[Referring expression data]
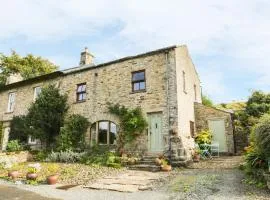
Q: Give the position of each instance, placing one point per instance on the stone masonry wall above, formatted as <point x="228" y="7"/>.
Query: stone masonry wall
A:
<point x="205" y="113"/>
<point x="110" y="83"/>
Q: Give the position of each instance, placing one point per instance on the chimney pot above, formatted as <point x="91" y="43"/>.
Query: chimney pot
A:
<point x="86" y="57"/>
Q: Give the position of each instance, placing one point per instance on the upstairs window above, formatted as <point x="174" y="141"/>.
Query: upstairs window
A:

Work request: When you reproduce the entries above, keep every word exactly and leave out each picture.

Finished exercise:
Q: Give the position of each instance, placing one point per instance on the stone masonry wall above, formatted as <point x="228" y="7"/>.
Query: stone masonry wall
A:
<point x="205" y="113"/>
<point x="110" y="83"/>
Q: Give the position of each instance, placing one point per instance on the chimney pot above, formatted as <point x="91" y="43"/>.
Query: chimney pot
A:
<point x="86" y="57"/>
Q: Give the position of each instance, placing one point per instance on the upstairs window above, formatted as <point x="174" y="141"/>.
Query: upstairs window
A:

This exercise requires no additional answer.